#### 読解用の抜粋
++++++++++++++++++++
パロアルトCEO:AIが新たなブラウザ戦争を誘発し、セキュアなソリューションを促進へ
パロアルトネットワークスのCEO、ニケシュ・アローラ氏は、人工知能の広範な影響によって根本的に再構築される「ブラウザ戦争」の新時代を宣言しました。サイバーセキュリティ大手である同社の2025会計年度第4四半期の好調な決算説明会において、同社は25億4000万ドルの収益を発表し、年間収益実行率100億ドルのマイルストーンを突破しました。アローラ氏は、AI駆動型の「エージェント」によってますます支配されるウェブ環境のビジョンを明確にし、従来のブラウザセキュリティの再評価を求めました。
アローラ氏の予測は、マイクロソフト、グーグル、OpenAI、Perplexityなどのテクノロジー大手によるエージェントAIツールの急速な開発に端を発しています。これらのAIエージェントは、旅行の予約から財務管理まで、ユーザーに代わって複雑なタスクを実行するように設計されており、機能するためにはウェブブラウザへの深いアクセスが不可欠です。これは消費者にとって有益である一方で、この急成長する機能は企業にとって重大なセキュリティ上の難問を提示します。アローラ氏は、企業がデジタルエコシステム内で制御不能なAIエージェントが自由に動作することを許容する「好き勝手にどうぞ」という消費者向けブラウザを容認しないだろうと警告しました。彼は、セキュリティはもはや後付けではなく、基本的な実現要因であると強調しました。特にAIがサイバー攻撃の速度を加速させ、検出と対応の窓をわずか「25分」にまで短縮している状況では、その重要性が高まります。
++++++++++++++++++++
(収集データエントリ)
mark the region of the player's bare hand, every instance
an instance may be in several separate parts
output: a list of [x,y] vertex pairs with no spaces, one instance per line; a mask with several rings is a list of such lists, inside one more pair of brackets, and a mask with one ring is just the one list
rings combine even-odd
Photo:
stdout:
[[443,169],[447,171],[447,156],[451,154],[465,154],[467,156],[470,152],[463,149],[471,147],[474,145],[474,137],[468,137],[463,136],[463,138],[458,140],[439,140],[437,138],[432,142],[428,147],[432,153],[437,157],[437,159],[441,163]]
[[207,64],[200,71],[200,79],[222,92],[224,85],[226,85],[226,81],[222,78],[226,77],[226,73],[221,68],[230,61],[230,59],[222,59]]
++++++++++++++++++++
#### 課題の指示
AIが誘発するブラウザ戦争についての記事を、最後の文のあとから引き継いで書き進めてもらえますか? これらのレコードは、記事とは別の資料です。

#### この課題の解答
これらの懸念は、より広範なサイバーセキュリティ環境において十分に根拠があります。専門家は、AIが自動化された攻撃を「驚異的なデジタル詐欺エンジン」に変え、2025年にはサイバー犯罪による世界的な損失が12兆ドルという驚くべき数字に達する可能性があると予測しています。AI支援型の攻撃は、数分で再構築・適応できるようになり、人間の対応時間をはるかに上回ります。これにより、高度な偽アカウント作成、ディープフェイク、超現実的なソーシャルエンジニアリングキャンペーンが急増すると予想されます。生成AIの利用の大部分、約80%は依然としてブラウザ内で行われており、これが新たな脅威の主要な経路となっています。これらのブラウザAIエージェントは、その有用性にもかかわらず、幼児のような「サイバー意識」の著しい欠如を抱えており、操作に対して脆弱で、疑わしいURLや異常なウェブサイトデザインなどの一般的な悪意のある指標を認識できません。さらに、多くの場合、ユーザーと同じ特権レベルで動作するため、機密性の高い企業データやアプリケーションにアクセスできてしまいます。アローラ氏は、このシナリオが組織にセキュアなブラウザの使用を義務付け、消費者向けオプションから脱却するよう促すだろうと示唆しています。
パロアルトネットワークスは、この進化する脅威に対処するために戦略的に位置づけを行っています。統合されたセキュリティバンドルを販売する同社の「プラットフォーム化」戦略は成功を収めており、第4四半期のAI年間経常収益(ARR)は約5億4500万ドルに達し、前年比でほぼ3倍になりました。アローラ氏は、パロアルトのPrisma Access Browserが、そのセキュアアクセスサービスエッジ(SASE)プラットフォームと統合されており、ユーザーの場所に関係なく、ブラウジングセッション中に機密データを保護しようとする企業にとって不可欠なコンポーネントであると強調しました。この統合されたアプローチは、AI駆動型の脅威に対抗するために必要な一貫したセキュリティプラットフォームを提供することを目的としています。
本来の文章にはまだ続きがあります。